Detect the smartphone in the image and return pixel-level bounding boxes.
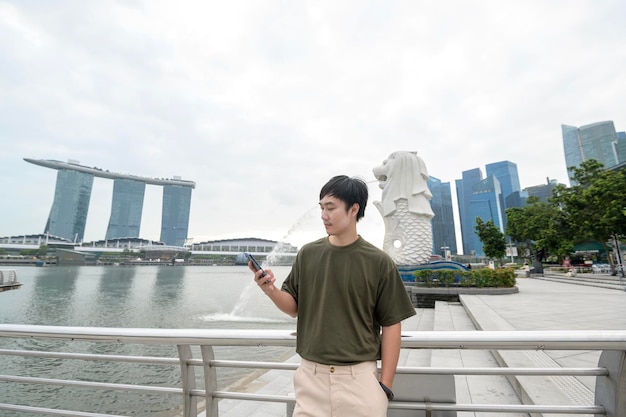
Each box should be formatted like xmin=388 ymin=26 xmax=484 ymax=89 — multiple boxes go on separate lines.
xmin=243 ymin=252 xmax=266 ymax=277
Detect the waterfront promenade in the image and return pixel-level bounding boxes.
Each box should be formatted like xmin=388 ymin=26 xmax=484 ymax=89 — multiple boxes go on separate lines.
xmin=204 ymin=274 xmax=626 ymax=417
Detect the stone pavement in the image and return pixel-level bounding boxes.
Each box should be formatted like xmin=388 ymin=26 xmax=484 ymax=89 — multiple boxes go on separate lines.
xmin=200 ymin=274 xmax=626 ymax=417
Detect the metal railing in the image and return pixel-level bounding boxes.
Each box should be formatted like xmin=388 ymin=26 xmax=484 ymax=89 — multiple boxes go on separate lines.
xmin=0 ymin=324 xmax=626 ymax=417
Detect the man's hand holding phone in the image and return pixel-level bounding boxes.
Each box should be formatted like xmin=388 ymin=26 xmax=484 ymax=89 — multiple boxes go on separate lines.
xmin=244 ymin=252 xmax=276 ymax=294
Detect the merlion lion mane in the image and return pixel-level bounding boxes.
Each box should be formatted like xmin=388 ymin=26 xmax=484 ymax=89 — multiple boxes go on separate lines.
xmin=373 ymin=151 xmax=435 ymax=265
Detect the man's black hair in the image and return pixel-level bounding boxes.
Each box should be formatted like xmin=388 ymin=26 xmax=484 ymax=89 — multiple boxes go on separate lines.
xmin=320 ymin=175 xmax=368 ymax=221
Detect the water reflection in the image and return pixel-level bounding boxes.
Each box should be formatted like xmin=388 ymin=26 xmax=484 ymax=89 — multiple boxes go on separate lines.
xmin=26 ymin=267 xmax=79 ymax=325
xmin=0 ymin=266 xmax=295 ymax=417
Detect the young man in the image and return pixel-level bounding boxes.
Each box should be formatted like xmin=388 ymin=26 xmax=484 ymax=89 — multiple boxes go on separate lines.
xmin=249 ymin=175 xmax=415 ymax=417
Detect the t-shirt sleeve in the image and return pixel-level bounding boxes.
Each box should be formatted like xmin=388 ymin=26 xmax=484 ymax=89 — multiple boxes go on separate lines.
xmin=376 ymin=265 xmax=416 ymax=326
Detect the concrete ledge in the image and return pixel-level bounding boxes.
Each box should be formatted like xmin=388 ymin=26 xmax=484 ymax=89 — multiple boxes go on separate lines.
xmin=460 ymin=295 xmax=593 ymax=415
xmin=407 ymin=285 xmax=519 ymax=308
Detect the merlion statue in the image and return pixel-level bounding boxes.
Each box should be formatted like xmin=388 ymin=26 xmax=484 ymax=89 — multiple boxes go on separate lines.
xmin=373 ymin=151 xmax=435 ymax=265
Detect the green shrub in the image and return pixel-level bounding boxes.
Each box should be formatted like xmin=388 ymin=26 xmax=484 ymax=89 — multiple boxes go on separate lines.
xmin=413 ymin=268 xmax=515 ymax=288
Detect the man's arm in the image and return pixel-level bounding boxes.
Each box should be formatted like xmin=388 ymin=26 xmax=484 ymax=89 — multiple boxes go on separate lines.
xmin=380 ymin=323 xmax=402 ymax=389
xmin=249 ymin=264 xmax=298 ymax=317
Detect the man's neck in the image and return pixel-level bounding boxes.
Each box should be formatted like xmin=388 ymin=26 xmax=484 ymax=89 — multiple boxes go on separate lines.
xmin=328 ymin=231 xmax=359 ymax=246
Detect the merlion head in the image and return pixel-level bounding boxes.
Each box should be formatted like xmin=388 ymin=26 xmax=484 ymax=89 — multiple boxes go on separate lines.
xmin=372 ymin=151 xmax=434 ymax=217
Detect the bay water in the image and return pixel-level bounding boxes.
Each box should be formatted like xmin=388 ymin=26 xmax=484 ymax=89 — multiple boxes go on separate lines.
xmin=0 ymin=266 xmax=296 ymax=417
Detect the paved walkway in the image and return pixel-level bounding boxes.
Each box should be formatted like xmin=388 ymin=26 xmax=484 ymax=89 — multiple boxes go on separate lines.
xmin=200 ymin=274 xmax=626 ymax=417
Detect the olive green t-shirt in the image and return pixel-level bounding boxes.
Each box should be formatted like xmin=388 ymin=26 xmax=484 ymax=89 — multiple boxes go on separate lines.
xmin=282 ymin=236 xmax=415 ymax=365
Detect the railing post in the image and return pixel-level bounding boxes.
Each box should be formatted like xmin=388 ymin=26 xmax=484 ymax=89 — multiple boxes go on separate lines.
xmin=176 ymin=345 xmax=198 ymax=417
xmin=596 ymin=350 xmax=626 ymax=417
xmin=200 ymin=345 xmax=219 ymax=417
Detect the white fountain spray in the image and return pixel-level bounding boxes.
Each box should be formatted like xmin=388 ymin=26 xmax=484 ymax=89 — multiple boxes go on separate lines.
xmin=229 ymin=207 xmax=319 ymax=317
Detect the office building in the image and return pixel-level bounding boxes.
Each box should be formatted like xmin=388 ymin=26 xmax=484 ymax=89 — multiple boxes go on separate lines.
xmin=24 ymin=158 xmax=196 ymax=246
xmin=106 ymin=178 xmax=146 ymax=240
xmin=455 ymin=168 xmax=483 ymax=255
xmin=561 ymin=121 xmax=620 ymax=185
xmin=44 ymin=169 xmax=94 ymax=242
xmin=428 ymin=177 xmax=457 ymax=256
xmin=463 ymin=175 xmax=504 ymax=256
xmin=485 ymin=161 xmax=525 ymax=230
xmin=615 ymin=132 xmax=626 ymax=164
xmin=160 ymin=185 xmax=191 ymax=246
xmin=524 ymin=178 xmax=559 ymax=203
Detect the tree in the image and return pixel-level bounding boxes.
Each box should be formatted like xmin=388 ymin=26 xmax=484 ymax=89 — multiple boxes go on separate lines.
xmin=552 ymin=159 xmax=626 ymax=270
xmin=506 ymin=197 xmax=573 ymax=262
xmin=475 ymin=217 xmax=506 ymax=259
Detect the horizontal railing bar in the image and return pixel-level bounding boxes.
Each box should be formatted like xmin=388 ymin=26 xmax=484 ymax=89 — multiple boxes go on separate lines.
xmin=396 ymin=367 xmax=609 ymax=376
xmin=213 ymin=391 xmax=605 ymax=414
xmin=0 ymin=324 xmax=626 ymax=350
xmin=209 ymin=360 xmax=299 ymax=371
xmin=0 ymin=403 xmax=130 ymax=417
xmin=0 ymin=375 xmax=183 ymax=395
xmin=389 ymin=401 xmax=606 ymax=415
xmin=209 ymin=360 xmax=609 ymax=376
xmin=0 ymin=349 xmax=178 ymax=366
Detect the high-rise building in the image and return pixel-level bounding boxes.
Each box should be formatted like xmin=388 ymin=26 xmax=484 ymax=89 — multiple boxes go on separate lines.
xmin=485 ymin=161 xmax=524 ymax=230
xmin=524 ymin=178 xmax=559 ymax=202
xmin=24 ymin=158 xmax=196 ymax=246
xmin=463 ymin=175 xmax=504 ymax=256
xmin=428 ymin=177 xmax=457 ymax=256
xmin=44 ymin=168 xmax=94 ymax=242
xmin=106 ymin=178 xmax=146 ymax=239
xmin=561 ymin=121 xmax=620 ymax=185
xmin=615 ymin=132 xmax=626 ymax=164
xmin=455 ymin=168 xmax=483 ymax=255
xmin=161 ymin=185 xmax=191 ymax=246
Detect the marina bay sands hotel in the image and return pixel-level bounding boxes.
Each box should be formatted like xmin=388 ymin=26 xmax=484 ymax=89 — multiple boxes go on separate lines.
xmin=24 ymin=158 xmax=196 ymax=246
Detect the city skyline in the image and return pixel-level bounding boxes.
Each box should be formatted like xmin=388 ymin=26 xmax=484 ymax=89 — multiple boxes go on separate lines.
xmin=24 ymin=158 xmax=196 ymax=246
xmin=0 ymin=0 xmax=626 ymax=250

########

__Problem to solve__:
Output the lines of the data above verbatim, starting at the line containing "Detect the merlion statue" and ending at the line containing "xmin=282 ymin=236 xmax=415 ymax=365", with both of those lines included.

__Expected output__:
Detect the merlion statue in the image and return pixel-level bounding boxes.
Each box should be formatted like xmin=388 ymin=26 xmax=484 ymax=89 — multiple boxes go on separate lines.
xmin=373 ymin=151 xmax=435 ymax=265
Detect the green shrub in the image and return pixel-level bounding boxes.
Each box should be formatted like xmin=388 ymin=26 xmax=484 ymax=89 — multiple boxes go on separate lines.
xmin=413 ymin=268 xmax=515 ymax=288
Detect the man's arm in the image and return pixel-level bounding boxes.
Each box should be formatted like xmin=388 ymin=26 xmax=484 ymax=89 — multiple boxes go on separate lines.
xmin=380 ymin=323 xmax=402 ymax=389
xmin=249 ymin=264 xmax=298 ymax=317
Detect the man's neck in the image and return pixel-level bounding boxes.
Each box should be formatted like xmin=388 ymin=26 xmax=484 ymax=89 — multiple boxes go on separate lines.
xmin=328 ymin=231 xmax=359 ymax=246
Detect the merlion head in the image and return pixel-level bounding boxes.
Each box should be formatted like xmin=388 ymin=26 xmax=484 ymax=89 — multiple boxes go on separate lines.
xmin=372 ymin=151 xmax=434 ymax=217
Detect the bay water in the image and return pixel-level bounding boxes.
Each box should be formatted like xmin=388 ymin=26 xmax=484 ymax=89 — multiple boxes go on separate lines.
xmin=0 ymin=266 xmax=296 ymax=417
Detect the paved walkway in the image and return pixel-level bounding boxes.
Each box should be formatted like xmin=388 ymin=26 xmax=484 ymax=89 — multiple boxes go on separate lines.
xmin=200 ymin=274 xmax=626 ymax=417
Detect the olive green t-shirt in the image and return pixel-level bounding boxes.
Each box should be formatted like xmin=388 ymin=26 xmax=484 ymax=89 — multiple boxes go on separate lines.
xmin=282 ymin=236 xmax=415 ymax=365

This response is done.